SOURCE DOCUMENT ▸
Native American Dance Shield With Mink By Puggy Hawk
This handsome dance shield features a hand painted warrior on leather and genuine mink at the points of the four directions.
The outer part of the ring forming this shield is wrapped in soft suede.
Real feathers dangle from the bottom, accented with beads and brass wraps.
The measurements are apporximately 19 inches wide and about 31 inches long, top to end of feathers.
The mink came from a woman in New York City.
She gave 10 mink coats to reservation people for use in their crafts.
This wonderful creation would be great at a Wacipi or as an interesting wall hanging for your home or office decor.
~ About Dance Shields ~
Many years ago, the shield was thought to hold great medicine and powers for a warrior.
The warrior would dance with this shield to release the protective powers and to invite his ancestors to join him, in hopes that he may fight bravely and with honor.
Today, the shield dance is an exhibition dance.
Usually executed by two fancy dancers who twirl
about while challenging each other with shields and spears.
About The Artist Of This Jewelry
Velrose Leroy Hawk ~ aka Puggy Hawk
Crow Creek Lakota
Puggy lived at Mission SD when he did this piece.
He taught the kids crafts while there.

TASKS TO CARRY OUT ▸
1. Edit the dance shield description starting at "The warrior would" and ending at "did this piece.", replacing "spears" with "lances".
2. Translate this sentence from the dance shield description into Spanish: "Today, the shield dance is an exhibition dance."
The material after this point comes from a separate source.

Dataset material
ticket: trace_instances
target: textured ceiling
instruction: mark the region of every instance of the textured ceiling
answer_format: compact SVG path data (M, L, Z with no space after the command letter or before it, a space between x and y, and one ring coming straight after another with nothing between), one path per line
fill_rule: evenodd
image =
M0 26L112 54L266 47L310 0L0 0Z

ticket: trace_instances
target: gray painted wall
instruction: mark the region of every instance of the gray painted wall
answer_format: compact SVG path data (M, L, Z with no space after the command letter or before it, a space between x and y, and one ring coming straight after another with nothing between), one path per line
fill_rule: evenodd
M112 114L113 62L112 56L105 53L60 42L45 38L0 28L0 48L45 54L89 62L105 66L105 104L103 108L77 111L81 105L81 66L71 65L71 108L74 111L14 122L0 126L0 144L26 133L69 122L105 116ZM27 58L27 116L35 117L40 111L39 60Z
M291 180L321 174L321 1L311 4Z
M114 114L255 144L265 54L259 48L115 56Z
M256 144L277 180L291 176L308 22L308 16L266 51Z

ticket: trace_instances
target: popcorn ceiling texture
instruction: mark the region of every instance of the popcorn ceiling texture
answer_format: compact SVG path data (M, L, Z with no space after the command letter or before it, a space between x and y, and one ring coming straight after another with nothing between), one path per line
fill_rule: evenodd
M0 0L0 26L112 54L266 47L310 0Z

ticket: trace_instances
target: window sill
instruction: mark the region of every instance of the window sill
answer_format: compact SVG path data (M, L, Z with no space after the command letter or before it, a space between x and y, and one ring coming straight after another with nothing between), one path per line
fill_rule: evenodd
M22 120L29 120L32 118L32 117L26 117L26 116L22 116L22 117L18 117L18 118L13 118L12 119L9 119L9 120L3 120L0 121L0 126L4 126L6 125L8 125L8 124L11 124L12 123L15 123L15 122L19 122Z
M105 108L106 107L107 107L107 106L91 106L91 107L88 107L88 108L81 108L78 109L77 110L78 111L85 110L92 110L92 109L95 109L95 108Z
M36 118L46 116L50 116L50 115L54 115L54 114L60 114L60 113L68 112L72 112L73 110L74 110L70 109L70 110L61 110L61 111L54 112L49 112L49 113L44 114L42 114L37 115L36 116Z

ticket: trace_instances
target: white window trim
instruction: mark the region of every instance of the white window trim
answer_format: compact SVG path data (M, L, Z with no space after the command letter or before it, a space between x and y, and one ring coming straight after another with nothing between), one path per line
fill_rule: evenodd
--
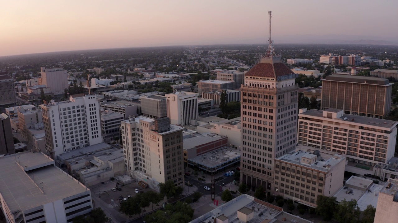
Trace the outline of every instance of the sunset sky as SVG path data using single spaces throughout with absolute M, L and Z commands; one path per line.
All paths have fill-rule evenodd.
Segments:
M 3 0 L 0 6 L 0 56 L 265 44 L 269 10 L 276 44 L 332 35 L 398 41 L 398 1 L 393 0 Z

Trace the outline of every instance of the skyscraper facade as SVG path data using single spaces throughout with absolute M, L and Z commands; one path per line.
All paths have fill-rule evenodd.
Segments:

ANSWERS FOR EACH ITEM ▸
1.
The warrior would dance with this shield to release the protective powers and to invite his ancestors to join him, in hopes that he may fight bravely and with honor.
Today, the shield dance is an exhibition dance.
Usually executed by two fancy dancers who twirl
about while challenging each other with shields and lances.
About The Artist Of This Jewelry
Velrose Leroy Hawk ~ aka Puggy Hawk
Crow Creek Lakota
Puggy lived at Mission SD when he did this piece.

2. Hoy en día, la danza del escudo es una danza de exhibición.